Still, I’m thinking back to a recent conversation.

But first, a little background.

For the last few months, I’ve been working part-time as a substitute teacher’s aide at a nearby middle school.
It’s a way to stay actively engaged with the world—something that solitary writing on a laptop in a home office
doesn’t much do—and, too, it’s an opportunity to support kids who need a little extra attention. 

Anyway, part of my schedule includes yard duty, where I often chat with the head custodian. 

He has been at this school for more than a decade, and in all honesty, probably knows more of what really goes on around campus than anyone else. In any case, I asked him if he thought the school had flown the American flag out front at half-mast (sometimes called half-staff) this past year more frequently than other years. (Since he’s in charge of raising the Stars and Stripes every school day morning, he knows.) 

He paused a moment before answering, and then said he was pretty sure the number was higher than he had ever seen.  In fact, he went on, it seemed that the flag had flown at this mourning position nearly as frequently as full mast.

Of course, flying our flag at his particular resting point has been around nearly as long as the United States has been
in existence.

- _SET TASK 1_: Echo the essay about the school flag from "Still, I’m thinking" up to and including "the head custodian.".
- _SET TASK 2_: According to the essay about the school flag, how long has the head custodian worked at the school?
- _SET TASK 3_: Finish out the next part of the essay about the school flag, starting after its final sentence.
The listing that comes after the essay about the school flag is unrelated material.

- _DATA SECTION_:
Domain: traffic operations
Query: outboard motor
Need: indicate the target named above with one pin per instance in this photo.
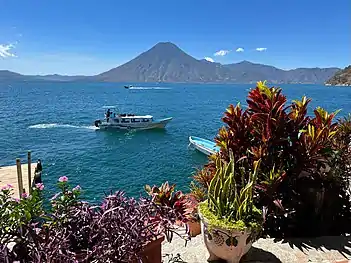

- _WRITTEN RESPONSE 1_:
Still, I’m thinking back to a recent conversation.

But first, a little background.

For the last few months, I’ve been working part-time as a substitute teacher’s aide at a nearby middle school.
It’s a way to stay actively engaged with the world—something that solitary writing on a laptop in a home office
doesn’t much do—and, too, it’s an opportunity to support kids who need a little extra attention. 

Anyway, part of my schedule includes yard duty, where I often chat with the head custodian.

- _WRITTEN RESPONSE 2_: More than a decade.

- _WRITTEN RESPONSE 3_:
One of the earliest instances was in 1799, when the U.S. Navy ordered all of its vessels to “wear their colours half mast high” to recognize the death of George Washington.  Some scholars say that lowering the United Sates flag makes room for the invisible “flag of death”—flying the flag exactly one width lower than its normal position to emphasize that “death’s flag” is flapping right above it.

Half-mast days in 2018 will include May 15, which is Peace Officers Memorial Day; two weeks later, there’s the more well-known Memorial Day that honors our fallen soldiers.  Then there’s September 11, when we remember 9/11.  And of course, December 7 is Pearl Harbor Remembrance Day.  State governors can also proclaim half-mast days, such as the time when then New Jersey governor Chris Christie ordered flags to fly at half-mast to honor Whitney Houston, one of that state’s famous natives.   

Yet many half-mast days in 2017 had nothing at all to do with patriots and holidays and celebrities.
 
But they had everything to do with the epidemic of mass shootings in America. 

In fact, the web site Mass Shooting Tracker—that such a site even exists gives me pause—lists an astounding 427 mass shooting incidents in the United States last year, with four alone occurring on December 31. (To clarify, this site defines mass shooting as a violent incident in which four or more persons are shot, although not necessarily killed.  This is not the same as mass murder, a term the FBI uses, which is three or more persons killed.) 

And while a good many of these fatalities made nary a blip on our national radar, I can say with confidence that I bet every victim had at least one friend, one family member, or one colleague whose grief was fierce and horrible and inconsolable.    

There were also those mass killings that—at least I hope—continue to numb us to the bone.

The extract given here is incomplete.